所给文本:

§ §

然后check到需要的分支即可( branch_name改为需要的版本,这里我们需要r1.15,即昇腾支持的版本

git checkout branch_name 

我是图省事直接在这里download了一个源码 github.com/tensorflow/t ,因为在服务器git报一堆证书的错,不想搞哈哈哈(咳咳,一定要确认版本对不对,我下了个1.15.5的,他压缩包名字叫1.15,就很baby,版本下错了tfadapter不能用的)

后面发现如果要下到精准的1.15.0,需要在这里

点进去然后翻翻翻

然后找到对应需要的版本

或者修改这个链接后面的数字:

https://github.com/tensorflow/tensorflow/releases/tag/v1.15.0

然后进去下载源码传到服务器

或者直接

wget https://github.com/tensorflow/tensorflow/archive/refs/tags/v1.15.0.tar.gz --no-check-certificate

修改tf1.15.0源码 1

在执行build之前,需要对源码进行一些修改:

首先下载“nsync-1.22.0.tar.gz”源码包

进入tensorflow的1.15.0源码目录,打开“tensorflow/workspace.bzl”文件,找到其中name为nsync的“tf_http_archive”定义:

tf_http_archive(
        name = "nsync",
        sha256 = "caf32e6b3d478b78cff6c2ba009c3400f8251f646804bcb65465666a9cea93c4",
        strip_prefix = "nsync-1.22.0",
        system_build_file = clean_dep("//third_party/systemlibs:nsync.BUILD"),
        urls = [
            "https://storage.googleapis.com/mirror.tensorflow.org/github.com/google/nsync/archive/1.22.0.tar.gz",
            "https://github.com/google/nsync/archive/1.22.0.tar.gz",
    )

找一条链接把nsync-1.22.0.tar.gz下载下来,tar -zxvf 压缩包名 解压,进入nsync-1.22.0目录

注:教程中提到还会解压出一个pax_global_header文件,查了下发现是tar版本太久才会生成,所以忽略就好

编辑“nsync-1.22.0/platform/c++11/atomic.h”,在NSYNC_CPP_START_内容后添加如下红框内容

改完后,63-93行应该是这样的:

#include "nsync_cpp.h"
#include "nsync_atomic.h"
NSYNC_CPP_START_
#define ATM_CB_() __sync_synchronize()

§ §

所示条目:
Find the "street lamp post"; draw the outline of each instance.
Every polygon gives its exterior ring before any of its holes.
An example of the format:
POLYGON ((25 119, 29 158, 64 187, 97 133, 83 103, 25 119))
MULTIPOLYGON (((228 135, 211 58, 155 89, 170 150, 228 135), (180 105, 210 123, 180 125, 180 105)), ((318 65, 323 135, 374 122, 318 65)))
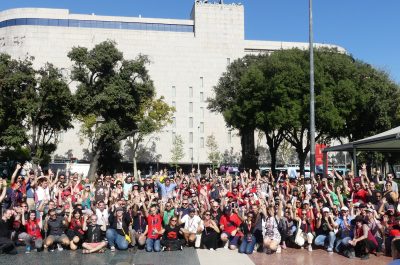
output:
POLYGON ((197 138, 198 138, 198 146, 197 146, 197 171, 200 171, 200 125, 197 126, 197 138))
POLYGON ((312 0, 309 0, 309 49, 310 49, 310 175, 315 175, 315 110, 314 110, 314 47, 312 0))

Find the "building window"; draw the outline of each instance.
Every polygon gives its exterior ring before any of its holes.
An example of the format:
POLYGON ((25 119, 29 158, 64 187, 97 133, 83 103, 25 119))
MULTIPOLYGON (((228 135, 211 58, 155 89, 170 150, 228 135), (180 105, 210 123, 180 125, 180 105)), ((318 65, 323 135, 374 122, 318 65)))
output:
POLYGON ((193 97, 193 87, 189 87, 189 97, 193 97))
POLYGON ((193 143, 193 132, 189 133, 189 143, 192 144, 193 143))
POLYGON ((162 24, 162 23, 78 20, 78 19, 47 19, 47 18, 16 18, 0 22, 0 28, 21 26, 21 25, 70 27, 70 28, 75 27, 75 28, 194 32, 194 26, 191 25, 162 24))
POLYGON ((172 128, 176 128, 176 118, 172 117, 172 128))
POLYGON ((189 117, 189 128, 193 128, 193 117, 189 117))
POLYGON ((204 133, 204 122, 200 122, 199 127, 200 133, 204 133))
POLYGON ((176 97, 176 87, 172 86, 172 96, 176 97))
POLYGON ((194 157, 193 157, 193 147, 190 147, 190 148, 189 148, 189 156, 190 156, 190 157, 189 157, 190 160, 192 160, 192 163, 193 163, 193 158, 194 158, 194 157))

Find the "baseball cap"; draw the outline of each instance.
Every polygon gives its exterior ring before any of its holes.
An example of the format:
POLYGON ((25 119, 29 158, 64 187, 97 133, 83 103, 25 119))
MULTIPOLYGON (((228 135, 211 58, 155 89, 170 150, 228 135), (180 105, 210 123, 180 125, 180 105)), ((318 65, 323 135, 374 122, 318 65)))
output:
POLYGON ((324 207, 324 208, 322 208, 322 212, 323 212, 323 213, 329 213, 330 210, 329 210, 328 207, 324 207))
POLYGON ((230 206, 225 206, 224 207, 224 213, 228 213, 232 210, 232 208, 230 206))

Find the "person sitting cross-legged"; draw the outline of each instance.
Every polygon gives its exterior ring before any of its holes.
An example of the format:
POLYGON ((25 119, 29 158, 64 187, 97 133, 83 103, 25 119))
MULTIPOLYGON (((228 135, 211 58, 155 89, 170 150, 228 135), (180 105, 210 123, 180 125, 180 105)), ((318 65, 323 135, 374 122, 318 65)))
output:
POLYGON ((104 252, 104 248, 107 246, 107 243, 102 239, 102 233, 107 229, 105 223, 104 221, 103 225, 98 225, 95 214, 90 216, 89 221, 87 216, 84 217, 82 230, 85 231, 86 240, 82 244, 82 253, 104 252))

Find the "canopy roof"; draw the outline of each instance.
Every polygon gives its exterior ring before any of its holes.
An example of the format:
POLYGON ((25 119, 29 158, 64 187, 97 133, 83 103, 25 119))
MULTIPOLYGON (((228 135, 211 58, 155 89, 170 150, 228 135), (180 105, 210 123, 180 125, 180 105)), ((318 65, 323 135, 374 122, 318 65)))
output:
POLYGON ((358 141, 327 147, 323 152, 353 152, 354 150, 400 152, 400 126, 358 141))

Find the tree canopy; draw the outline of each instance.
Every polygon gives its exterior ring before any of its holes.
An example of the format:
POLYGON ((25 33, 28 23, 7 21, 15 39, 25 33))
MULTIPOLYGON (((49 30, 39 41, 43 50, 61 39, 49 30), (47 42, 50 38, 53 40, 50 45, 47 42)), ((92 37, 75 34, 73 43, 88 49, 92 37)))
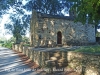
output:
POLYGON ((71 11, 74 11, 77 21, 82 23, 88 19, 89 23, 98 24, 100 20, 100 0, 69 0, 74 2, 71 11))
POLYGON ((72 2, 68 0, 30 0, 24 8, 29 11, 35 9, 41 13, 61 15, 62 10, 66 8, 66 11, 68 11, 71 5, 72 2))

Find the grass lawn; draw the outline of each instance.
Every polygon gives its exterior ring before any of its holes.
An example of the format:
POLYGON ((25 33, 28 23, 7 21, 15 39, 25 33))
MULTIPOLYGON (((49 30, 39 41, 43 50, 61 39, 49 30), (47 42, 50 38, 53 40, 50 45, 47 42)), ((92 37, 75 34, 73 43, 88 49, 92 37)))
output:
POLYGON ((80 47, 75 52, 100 53, 100 45, 80 47))

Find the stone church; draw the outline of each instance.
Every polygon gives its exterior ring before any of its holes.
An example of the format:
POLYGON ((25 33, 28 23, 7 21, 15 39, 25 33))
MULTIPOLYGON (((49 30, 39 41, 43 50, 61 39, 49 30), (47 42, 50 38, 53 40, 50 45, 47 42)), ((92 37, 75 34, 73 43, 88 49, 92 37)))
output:
POLYGON ((95 27, 74 22, 70 16, 33 11, 30 21, 30 44, 34 47, 87 45, 95 43, 95 27))

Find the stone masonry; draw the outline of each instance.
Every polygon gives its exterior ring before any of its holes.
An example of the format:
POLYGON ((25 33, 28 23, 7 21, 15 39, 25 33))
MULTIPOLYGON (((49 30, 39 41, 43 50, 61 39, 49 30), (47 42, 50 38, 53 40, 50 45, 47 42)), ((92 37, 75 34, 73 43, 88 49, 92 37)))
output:
POLYGON ((70 16, 32 12, 30 41, 34 47, 95 43, 95 27, 75 23, 70 16))

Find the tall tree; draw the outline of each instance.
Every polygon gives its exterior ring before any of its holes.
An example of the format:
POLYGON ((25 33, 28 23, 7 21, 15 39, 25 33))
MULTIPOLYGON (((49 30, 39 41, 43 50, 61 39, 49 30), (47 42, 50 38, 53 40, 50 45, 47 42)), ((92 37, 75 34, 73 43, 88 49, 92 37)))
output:
POLYGON ((30 0, 25 8, 29 11, 35 9, 36 11, 46 14, 60 15, 65 7, 69 9, 70 4, 71 2, 67 0, 30 0))
POLYGON ((76 20, 83 23, 88 17, 89 23, 98 24, 100 20, 100 0, 70 0, 74 2, 71 11, 74 11, 76 20))
POLYGON ((21 2, 13 5, 10 9, 12 11, 7 13, 10 14, 11 22, 5 24, 5 28, 16 38, 16 43, 20 43, 22 35, 25 35, 29 27, 30 15, 26 14, 21 2))

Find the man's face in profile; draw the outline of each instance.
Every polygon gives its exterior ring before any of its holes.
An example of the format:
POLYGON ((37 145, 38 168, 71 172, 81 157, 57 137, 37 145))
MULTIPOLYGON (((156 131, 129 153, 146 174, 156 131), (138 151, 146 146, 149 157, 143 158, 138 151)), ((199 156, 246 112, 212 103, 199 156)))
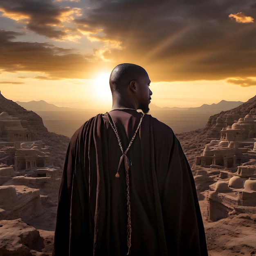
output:
POLYGON ((136 81, 137 84, 137 90, 139 95, 139 108, 146 114, 149 111, 148 105, 151 99, 150 96, 152 95, 152 92, 149 89, 150 81, 148 75, 145 73, 136 81))

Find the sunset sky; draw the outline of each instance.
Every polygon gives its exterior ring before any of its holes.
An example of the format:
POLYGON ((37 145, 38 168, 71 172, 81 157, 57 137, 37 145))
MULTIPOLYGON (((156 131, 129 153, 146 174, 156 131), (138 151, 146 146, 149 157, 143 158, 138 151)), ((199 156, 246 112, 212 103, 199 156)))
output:
POLYGON ((143 67, 152 103, 256 94, 255 0, 0 0, 0 90, 13 101, 110 108, 110 72, 143 67))

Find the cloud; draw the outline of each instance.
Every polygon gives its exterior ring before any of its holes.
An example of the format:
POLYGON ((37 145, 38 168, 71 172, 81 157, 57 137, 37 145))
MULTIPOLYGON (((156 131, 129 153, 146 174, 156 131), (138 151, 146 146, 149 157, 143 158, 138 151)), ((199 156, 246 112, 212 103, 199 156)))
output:
POLYGON ((65 1, 69 1, 69 2, 80 2, 80 0, 54 0, 54 1, 53 1, 53 2, 64 2, 65 1))
POLYGON ((3 17, 24 24, 27 29, 59 40, 72 40, 72 30, 64 23, 72 22, 81 15, 80 8, 59 7, 50 0, 2 0, 0 12, 3 17))
POLYGON ((35 76, 34 78, 39 80, 59 80, 61 79, 59 78, 48 77, 48 76, 35 76))
POLYGON ((21 83, 20 82, 0 82, 0 83, 11 83, 11 84, 22 84, 25 83, 21 83))
POLYGON ((251 78, 240 79, 229 79, 227 82, 233 84, 240 85, 242 87, 249 87, 256 85, 256 80, 254 80, 251 78))
POLYGON ((256 67, 256 25, 238 30, 227 19, 233 9, 252 13, 251 0, 98 2, 74 23, 105 46, 102 59, 136 62, 157 81, 248 76, 256 67))
MULTIPOLYGON (((40 72, 48 79, 91 77, 97 68, 93 55, 74 53, 72 49, 47 43, 13 42, 19 33, 0 30, 0 70, 2 72, 40 72)), ((42 76, 41 76, 42 78, 42 76)))
POLYGON ((0 35, 0 70, 39 72, 48 79, 86 78, 94 70, 130 63, 145 67, 154 81, 255 74, 256 22, 238 29, 227 18, 237 10, 247 14, 244 19, 254 16, 254 0, 81 2, 0 0, 2 15, 27 29, 56 40, 85 42, 79 46, 81 52, 88 45, 94 48, 90 55, 76 54, 46 43, 15 42, 20 34, 5 31, 2 38, 0 35))
POLYGON ((229 17, 231 19, 235 19, 236 21, 239 23, 249 23, 254 22, 254 19, 252 17, 246 16, 245 14, 242 12, 238 12, 235 14, 231 13, 229 15, 229 17))

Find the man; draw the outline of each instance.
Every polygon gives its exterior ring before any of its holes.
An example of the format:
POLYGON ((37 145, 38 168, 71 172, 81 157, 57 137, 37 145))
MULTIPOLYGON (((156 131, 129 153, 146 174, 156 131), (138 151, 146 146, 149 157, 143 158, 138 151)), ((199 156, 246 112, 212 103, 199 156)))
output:
POLYGON ((61 186, 54 255, 207 255, 192 173, 172 130, 144 113, 152 92, 141 67, 110 79, 109 112, 74 135, 61 186))

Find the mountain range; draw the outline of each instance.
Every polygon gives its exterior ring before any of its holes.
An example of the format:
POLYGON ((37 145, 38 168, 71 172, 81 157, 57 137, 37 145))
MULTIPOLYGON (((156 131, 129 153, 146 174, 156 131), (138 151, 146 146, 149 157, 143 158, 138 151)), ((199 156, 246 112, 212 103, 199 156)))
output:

§ §

任务列表:
**1)** 在关于修改TensorFlow 1.15.0源码的所给文本中，pax_global_header文件在什么情况下才会生成？
**2)** 请将关于修改TensorFlow 1.15.0源码的所给文本中从“注:教程中提到还会解压出一个”开始、到“#define ATM_CB_() __sync_synchronize()”结束的部分一字不差地重新写出。
**3)** 请接着关于修改TensorFlow 1.15.0源码的所给文本的最后一句，续写后面的内容。

依次作答:
**1)** tar版本太旧时才会生成。

**2)**
注:教程中提到还会解压出一个pax_global_header文件,查了下发现是tar版本太久才会生成,所以忽略就好

编辑“nsync-1.22.0/platform/c++11/atomic.h”,在NSYNC_CPP_START_内容后添加如下红框内容

改完后,63-93行应该是这样的:

#include "nsync_cpp.h"
#include "nsync_atomic.h"
NSYNC_CPP_START_
#define ATM_CB_() __sync_synchronize()

**3)**
static INLINE int atm_cas_nomb_u32_ (nsync_atomic_uint32_ *p, uint32_t o, uint32_t n) {
    int result = (std::atomic_compare_exchange_strong_explicit (NSYNC_ATOMIC_UINT32_PTR_ (p), &o, n, std::memory_order_relaxed, std::memory_order_relaxed));
    ATM_CB_();
    return result;
static INLINE int atm_cas_acq_u32_ (nsync_atomic_uint32_ *p, uint32_t o, uint32_t n) {
    int result = (std::atomic_compare_exchange_strong_explicit (NSYNC_ATOMIC_UINT32_PTR_ (p), &o, n, std::memory_order_acquire, std::memory_order_relaxed));
    ATM_CB_();
    return result;
static INLINE int atm_cas_rel_u32_ (nsync_atomic_uint32_ *p, uint32_t o, uint32_t n) {
    int result = (std::atomic_compare_exchange_strong_explicit (NSYNC_ATOMIC_UINT32_PTR_ (p), &o, n, std::memory_order_release, std::memory_order_relaxed));
    ATM_CB_();
    return result;
static INLINE int atm_cas_relacq_u32_ (nsync_atomic_uint32_ *p, uint32_t o, uint32_t n) {
    int result = (std::atomic_compare_exchange_strong_explicit (NSYNC_ATOMIC_UINT32_PTR_ (p), &o, n, std::memory_order_acq_rel, std::memory_order_relaxed));
    ATM_CB_();
    return result;
}

然后用tar -zcvf ./nsync-1.22.0.tar.gz nsync-1.22.0命令,重新压缩回“nsync-1.22.0.tar.gz”源码包

重新生成“nsync-1.22.0.tar.gz”源码包的sha256sum校验码:

sha256sum nsync-1.22.0.tar.gz

执行如上命令后得到sha256sum校验码(一串数字和字母的组合)

再次进入之前tf源码,打开“tensorflow/workspace.bzl”,找到其中name为nsync的“tf_http_archive”定义,其中“sha256=”后面的数字填写刚刚得到的校验码,“urls=”后面的列表第一行,填写存放“nsync-1.22.0.tar.gz”的file://索引。

假如保存在“/tmp/nsync-1.22.0.tar.gz”

则索引应该是file:///tmp/nsync-1.22.0.tar.gz,注意不要漏掉这一个"/"!!!!!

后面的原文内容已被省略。